» **Boundary labeling items**
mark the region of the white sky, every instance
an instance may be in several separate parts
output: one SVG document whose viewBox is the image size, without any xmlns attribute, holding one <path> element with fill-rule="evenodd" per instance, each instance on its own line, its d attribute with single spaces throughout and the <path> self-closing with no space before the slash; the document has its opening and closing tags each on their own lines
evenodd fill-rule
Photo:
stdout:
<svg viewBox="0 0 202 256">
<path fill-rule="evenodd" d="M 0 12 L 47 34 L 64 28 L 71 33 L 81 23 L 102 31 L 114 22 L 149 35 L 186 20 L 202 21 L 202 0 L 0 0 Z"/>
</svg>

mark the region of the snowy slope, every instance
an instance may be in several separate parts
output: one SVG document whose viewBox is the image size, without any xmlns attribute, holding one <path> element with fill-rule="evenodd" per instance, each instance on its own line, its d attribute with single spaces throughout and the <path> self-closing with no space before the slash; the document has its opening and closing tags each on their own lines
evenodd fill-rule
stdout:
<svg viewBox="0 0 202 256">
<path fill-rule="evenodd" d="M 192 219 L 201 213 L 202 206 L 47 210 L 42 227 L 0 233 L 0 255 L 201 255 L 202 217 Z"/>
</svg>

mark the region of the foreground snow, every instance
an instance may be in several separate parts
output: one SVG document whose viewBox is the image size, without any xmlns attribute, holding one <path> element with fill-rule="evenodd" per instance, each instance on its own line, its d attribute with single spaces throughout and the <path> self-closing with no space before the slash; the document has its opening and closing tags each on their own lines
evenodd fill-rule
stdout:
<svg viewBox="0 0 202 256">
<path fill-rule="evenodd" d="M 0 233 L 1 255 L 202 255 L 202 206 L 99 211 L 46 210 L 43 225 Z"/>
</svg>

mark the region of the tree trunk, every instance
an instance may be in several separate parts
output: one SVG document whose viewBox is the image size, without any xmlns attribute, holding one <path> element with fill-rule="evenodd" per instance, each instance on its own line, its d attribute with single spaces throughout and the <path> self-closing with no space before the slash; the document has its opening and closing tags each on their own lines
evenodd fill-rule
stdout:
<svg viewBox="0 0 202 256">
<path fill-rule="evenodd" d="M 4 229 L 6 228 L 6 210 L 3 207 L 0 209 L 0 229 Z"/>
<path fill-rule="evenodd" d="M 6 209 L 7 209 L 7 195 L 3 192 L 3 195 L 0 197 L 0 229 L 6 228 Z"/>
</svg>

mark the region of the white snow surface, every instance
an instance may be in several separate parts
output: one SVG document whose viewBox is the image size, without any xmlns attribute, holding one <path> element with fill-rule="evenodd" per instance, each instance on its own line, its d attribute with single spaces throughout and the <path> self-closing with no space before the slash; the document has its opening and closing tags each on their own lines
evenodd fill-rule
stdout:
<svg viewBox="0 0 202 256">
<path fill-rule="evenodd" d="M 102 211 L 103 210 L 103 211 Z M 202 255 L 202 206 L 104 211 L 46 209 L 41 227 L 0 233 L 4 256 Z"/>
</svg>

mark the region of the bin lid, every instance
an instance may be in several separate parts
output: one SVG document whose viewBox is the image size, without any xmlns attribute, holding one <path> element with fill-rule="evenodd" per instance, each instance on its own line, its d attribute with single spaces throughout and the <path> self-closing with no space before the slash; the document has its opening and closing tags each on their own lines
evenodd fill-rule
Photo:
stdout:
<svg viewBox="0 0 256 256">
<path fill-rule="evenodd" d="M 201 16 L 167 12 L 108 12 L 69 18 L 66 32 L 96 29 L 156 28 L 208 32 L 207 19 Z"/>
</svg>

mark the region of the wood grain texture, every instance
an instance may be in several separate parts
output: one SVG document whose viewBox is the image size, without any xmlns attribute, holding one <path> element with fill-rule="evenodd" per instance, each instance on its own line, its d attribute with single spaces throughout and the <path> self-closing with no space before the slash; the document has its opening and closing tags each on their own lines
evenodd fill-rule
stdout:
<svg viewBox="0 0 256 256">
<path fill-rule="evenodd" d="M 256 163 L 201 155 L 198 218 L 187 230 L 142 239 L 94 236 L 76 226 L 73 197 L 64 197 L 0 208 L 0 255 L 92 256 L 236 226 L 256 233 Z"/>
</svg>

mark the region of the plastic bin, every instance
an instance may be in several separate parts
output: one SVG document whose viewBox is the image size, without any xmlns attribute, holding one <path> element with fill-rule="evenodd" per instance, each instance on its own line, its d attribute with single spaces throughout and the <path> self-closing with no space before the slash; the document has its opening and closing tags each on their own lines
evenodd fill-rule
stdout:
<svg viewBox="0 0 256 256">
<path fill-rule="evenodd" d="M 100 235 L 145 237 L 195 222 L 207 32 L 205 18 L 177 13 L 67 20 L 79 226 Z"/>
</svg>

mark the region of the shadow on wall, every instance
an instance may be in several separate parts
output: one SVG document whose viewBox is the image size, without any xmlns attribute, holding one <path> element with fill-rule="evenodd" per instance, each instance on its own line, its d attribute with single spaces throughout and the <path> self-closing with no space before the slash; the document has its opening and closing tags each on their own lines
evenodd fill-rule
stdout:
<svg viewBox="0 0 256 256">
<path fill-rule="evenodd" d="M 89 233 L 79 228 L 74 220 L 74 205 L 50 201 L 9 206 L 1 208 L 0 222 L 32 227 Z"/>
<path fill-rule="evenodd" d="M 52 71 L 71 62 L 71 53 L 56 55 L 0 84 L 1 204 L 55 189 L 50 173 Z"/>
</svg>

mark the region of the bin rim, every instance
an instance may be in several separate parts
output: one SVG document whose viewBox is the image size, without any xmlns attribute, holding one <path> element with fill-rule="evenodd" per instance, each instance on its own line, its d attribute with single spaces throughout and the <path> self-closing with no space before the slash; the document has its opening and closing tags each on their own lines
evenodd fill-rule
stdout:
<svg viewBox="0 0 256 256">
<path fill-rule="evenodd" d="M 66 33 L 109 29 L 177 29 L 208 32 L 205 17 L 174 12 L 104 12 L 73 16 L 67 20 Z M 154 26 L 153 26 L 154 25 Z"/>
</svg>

» **STATED TASK**
Return every line of the data that contains the word "mark", copied in full. Matching is case-sensitive.

» **RESPONSE TO THIS TASK**
mark the region of the white sky, every instance
mark the region of the snowy slope, every instance
mark the region of the foreground snow, every instance
mark the region of the tree trunk, every instance
mark the region of the white snow surface, every instance
mark the region of the bin lid, every instance
mark the region of the wood grain texture, every instance
mark the region of the plastic bin, every instance
mark the region of the shadow on wall, every instance
mark the region of the bin rim, every instance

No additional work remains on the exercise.